### DESCRIPTION OF THE TASK
Without the pictures, reproduce the entries below exactly.
BEGIN DATA EXTRACT
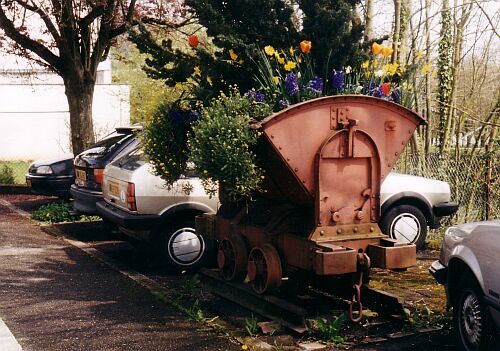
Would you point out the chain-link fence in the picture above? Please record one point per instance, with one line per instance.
(12, 172)
(473, 179)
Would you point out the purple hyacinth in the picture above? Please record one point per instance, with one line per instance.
(338, 80)
(256, 96)
(377, 92)
(291, 84)
(396, 95)
(283, 103)
(316, 85)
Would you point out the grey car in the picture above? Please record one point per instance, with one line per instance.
(469, 268)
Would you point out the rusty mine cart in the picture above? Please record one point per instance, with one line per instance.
(324, 161)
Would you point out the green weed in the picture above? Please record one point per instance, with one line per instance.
(251, 326)
(330, 330)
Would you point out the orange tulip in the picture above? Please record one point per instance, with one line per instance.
(386, 88)
(386, 51)
(376, 48)
(193, 40)
(305, 46)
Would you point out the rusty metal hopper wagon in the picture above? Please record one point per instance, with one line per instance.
(324, 160)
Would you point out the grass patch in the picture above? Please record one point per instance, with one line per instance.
(12, 172)
(58, 212)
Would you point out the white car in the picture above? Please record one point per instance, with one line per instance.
(410, 204)
(469, 268)
(143, 207)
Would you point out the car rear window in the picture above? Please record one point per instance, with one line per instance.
(131, 161)
(105, 146)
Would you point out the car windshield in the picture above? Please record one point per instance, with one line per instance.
(132, 160)
(105, 146)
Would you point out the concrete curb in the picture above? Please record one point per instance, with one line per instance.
(14, 189)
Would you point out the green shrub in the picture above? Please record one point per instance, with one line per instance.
(164, 140)
(221, 144)
(7, 175)
(57, 212)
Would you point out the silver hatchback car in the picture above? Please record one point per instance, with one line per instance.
(469, 268)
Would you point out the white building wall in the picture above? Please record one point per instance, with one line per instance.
(34, 118)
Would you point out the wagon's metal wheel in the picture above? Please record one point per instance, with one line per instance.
(232, 258)
(264, 268)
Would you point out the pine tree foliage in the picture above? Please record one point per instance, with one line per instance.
(241, 28)
(336, 31)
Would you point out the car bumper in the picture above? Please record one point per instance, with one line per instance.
(85, 200)
(442, 209)
(54, 185)
(125, 219)
(439, 271)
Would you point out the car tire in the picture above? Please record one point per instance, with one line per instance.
(181, 248)
(471, 320)
(405, 223)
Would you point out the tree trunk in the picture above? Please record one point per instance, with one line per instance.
(79, 89)
(428, 109)
(397, 28)
(368, 20)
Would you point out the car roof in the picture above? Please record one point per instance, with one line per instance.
(128, 129)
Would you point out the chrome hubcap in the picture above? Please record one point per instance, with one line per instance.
(471, 321)
(405, 228)
(185, 247)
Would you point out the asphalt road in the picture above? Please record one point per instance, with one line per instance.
(55, 297)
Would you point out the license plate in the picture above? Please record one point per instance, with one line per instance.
(80, 174)
(114, 189)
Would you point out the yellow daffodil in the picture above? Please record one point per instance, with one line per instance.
(233, 55)
(269, 50)
(390, 69)
(305, 46)
(376, 48)
(281, 60)
(426, 68)
(289, 66)
(387, 51)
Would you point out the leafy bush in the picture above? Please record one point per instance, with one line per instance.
(164, 140)
(221, 142)
(7, 175)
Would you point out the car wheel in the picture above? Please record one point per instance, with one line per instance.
(182, 248)
(470, 318)
(405, 223)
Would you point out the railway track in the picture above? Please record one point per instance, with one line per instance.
(294, 310)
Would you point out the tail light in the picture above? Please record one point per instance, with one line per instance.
(131, 197)
(98, 173)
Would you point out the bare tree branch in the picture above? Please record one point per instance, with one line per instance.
(45, 18)
(493, 26)
(30, 44)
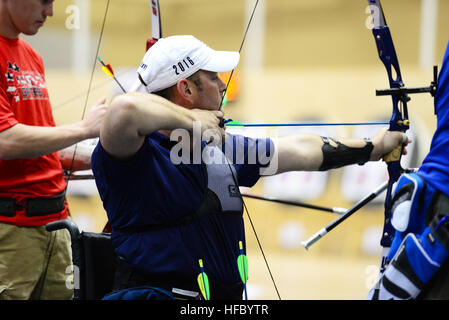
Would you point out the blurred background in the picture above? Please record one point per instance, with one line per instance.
(303, 60)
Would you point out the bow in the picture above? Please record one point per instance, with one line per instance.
(399, 120)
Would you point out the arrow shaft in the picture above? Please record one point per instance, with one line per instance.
(343, 217)
(297, 204)
(313, 124)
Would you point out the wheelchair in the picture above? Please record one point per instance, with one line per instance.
(94, 261)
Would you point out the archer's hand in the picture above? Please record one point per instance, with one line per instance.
(92, 122)
(210, 125)
(385, 142)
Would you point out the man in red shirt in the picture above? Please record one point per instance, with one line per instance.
(34, 264)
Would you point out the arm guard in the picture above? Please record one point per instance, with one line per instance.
(342, 155)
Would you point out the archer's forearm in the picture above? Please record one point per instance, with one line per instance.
(23, 141)
(132, 116)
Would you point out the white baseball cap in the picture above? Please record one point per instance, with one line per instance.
(178, 57)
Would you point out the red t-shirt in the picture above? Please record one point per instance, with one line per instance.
(24, 99)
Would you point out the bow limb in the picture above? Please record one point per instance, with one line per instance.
(89, 87)
(399, 119)
(229, 165)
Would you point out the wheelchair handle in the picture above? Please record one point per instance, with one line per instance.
(64, 224)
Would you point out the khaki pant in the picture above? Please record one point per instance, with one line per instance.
(35, 264)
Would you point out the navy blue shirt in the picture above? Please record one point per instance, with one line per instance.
(150, 190)
(435, 167)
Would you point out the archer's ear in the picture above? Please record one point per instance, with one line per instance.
(184, 90)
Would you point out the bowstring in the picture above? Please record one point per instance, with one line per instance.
(229, 165)
(89, 88)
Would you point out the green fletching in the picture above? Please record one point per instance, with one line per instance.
(225, 100)
(203, 283)
(242, 263)
(234, 123)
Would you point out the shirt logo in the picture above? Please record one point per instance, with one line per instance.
(233, 191)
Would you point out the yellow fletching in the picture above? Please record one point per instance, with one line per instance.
(106, 70)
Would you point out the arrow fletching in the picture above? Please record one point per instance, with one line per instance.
END DATA EXTRACT
### SOLUTION TO THE PROBLEM
Would you point out the chain-link fence in the picture above? Please record one point per instance, with one line per instance.
(12, 172)
(473, 179)
Would you point out the purple hyacinth in the picture above? Please record one point per instance, with one line per instance.
(338, 80)
(256, 96)
(377, 92)
(291, 84)
(396, 95)
(283, 103)
(316, 85)
Would you point out the grey car in the picture above? Please record one point per instance, with one line per instance.
(469, 268)
Would you point out the rusty mine cart in the picture above? Please record one point per instance, with one line per instance.
(324, 161)
Would you point out the green weed in the picture above? Please record one point per instance, with one line per instance.
(251, 326)
(330, 330)
Would you point out the orange tulip in the picture above? Please record one point per instance, with one line per instance.
(386, 88)
(386, 51)
(376, 48)
(193, 40)
(305, 46)
Would you point out the rusty metal hopper wagon in the picture above? Please record one point per instance, with one line per instance.
(324, 160)
Would you point out the grass patch in the picture above? Please record one point per instance, with one line per instance.
(12, 172)
(58, 212)
Would you point out the white car in the picture above? Please record one point per instance, with one line per instance.
(410, 204)
(469, 268)
(143, 207)
Would you point out the car rear window in the picture above? Please record one point per instance, with one line per instance.
(131, 161)
(105, 146)
Would you point out the car windshield in the picture above? Please record one point per instance, with one line per instance.
(132, 160)
(105, 146)
Would you point out the concrete curb in the picture above? Please record one point per instance, with one line per instance.
(14, 189)
Would you point out the green shrub in the picture above? Please record one point per instance, with one line per instance.
(164, 140)
(221, 144)
(7, 175)
(57, 212)
Would you point out the silver hatchback car in the picture above? Please record one point per instance, with one line per instance.
(469, 268)
Would you point out the white building wall in the picture above? Please record one point per instance, with one line per instance.
(34, 118)
Would you point out the wagon's metal wheel in the picture above? Please record one point per instance, with one line per instance.
(232, 258)
(264, 268)
Would you point out the pine tree foliage in the picture above? Please record one point per instance, with one line per instance.
(241, 28)
(336, 31)
Would you point out the car bumper in the picture above? Please record one point per instance, with one line per instance.
(85, 200)
(442, 209)
(54, 185)
(125, 219)
(439, 271)
Would you point out the car tire in the picture above? Please record one point per instance, with one line per instance.
(181, 248)
(471, 320)
(405, 223)
Would you point out the tree trunk in the picture above? Please record one point per instance, with one line per instance.
(79, 89)
(428, 109)
(397, 28)
(368, 20)
Would you point out the car roof in the picture above? Please record one point per instance, with one line per instance.
(128, 129)
Would you point out the chrome hubcap in the picture above? Please record one point per instance, with one line per instance.
(471, 321)
(405, 228)
(185, 247)
Would you point out the asphalt road in the picture above? Please record one point per instance, with one line per instance.
(55, 297)
Would you point out the license plate in the picture above? Please record one point per instance, with one line per instance.
(80, 174)
(114, 189)
Would you point out the yellow daffodil in the picture above? Please record one point per instance, with one line per instance.
(233, 55)
(269, 50)
(390, 69)
(305, 46)
(376, 48)
(281, 60)
(426, 68)
(289, 66)
(387, 51)
Would you point out the leafy bush in the picture above? Please record one point per instance, with one line per instance.
(164, 140)
(221, 142)
(7, 175)
Would you point out the car wheel in the picture above? Please record one point per instance, with one line per instance.
(182, 248)
(470, 318)
(405, 223)
Would you point out the railway track in the picture above? Please record one point per instance, with one line per instance.
(294, 310)
Would you point out the tail light in the picture above? Please record one point per instance, with one line per instance.
(131, 197)
(98, 173)
Would you point out the bare tree branch in the picture above? Please record one point per instance, with one line per instance.
(45, 18)
(493, 26)
(30, 44)
Would you point out the blurred background in the picture above? Please record one point per instance, with one line per instance.
(303, 60)
Would you point out the bow in the picture above? Please record one point per instance, with one line per instance.
(399, 120)
Would you point out the arrow shaft in the picture above? Please record one point per instance, with one line per instance.
(343, 217)
(297, 204)
(313, 124)
Would you point out the wheelchair in the picture above? Please record one point per instance, with one line per instance.
(94, 261)
Would you point out the archer's hand in the picture above? Please record one point per instance, with one line per instance.
(92, 122)
(210, 125)
(385, 142)
Would you point out the man in red shirt in the picture above? Please record one point per instance, with one line per instance.
(34, 264)
Would you point out the arm guard in the picture above? Please record one point per instance, with one line per instance.
(342, 155)
Would you point out the archer's forearm in the picture above? Please record one point per instance, with one line per instance.
(23, 141)
(132, 116)
Would you point out the white baseball cap in the picture above? Please record one point per instance, with one line per instance.
(178, 57)
Would you point out the red t-shirt in the picture above? Please record one point per instance, with one line per instance.
(24, 99)
Would you point out the bow limb in the picture above? Please record one point per instance, with one line per instance.
(89, 87)
(399, 119)
(229, 165)
Would you point out the wheelchair handle in the picture above? Please record one point per instance, with one line per instance.
(64, 224)
Would you point out the khaki pant in the picture above? Please record one point per instance, with one line per instance.
(35, 264)
Would you point out the navy blue shirt in the picture above? Please record one point per instance, with one line per instance.
(150, 190)
(435, 167)
Would you point out the archer's ear in the picture above? Please record one point per instance, with one line per instance.
(184, 90)
Would you point out the bowstring in the picture above? Please record one point per instance, with one line per instance.
(229, 165)
(89, 88)
Would you point out the green fletching in the picture above? Please record one point per instance, with one line per instance.
(225, 100)
(203, 283)
(242, 263)
(234, 123)
Would you point out the shirt logo in the picture above? Please record one point per instance, with one line per instance.
(233, 191)
Would you point out the yellow fletching in the picture above? Please record one point per instance, with one line per instance.
(106, 70)
Would you point out the arrow fletching in the picture above? Please record one point per instance, with one line per instance.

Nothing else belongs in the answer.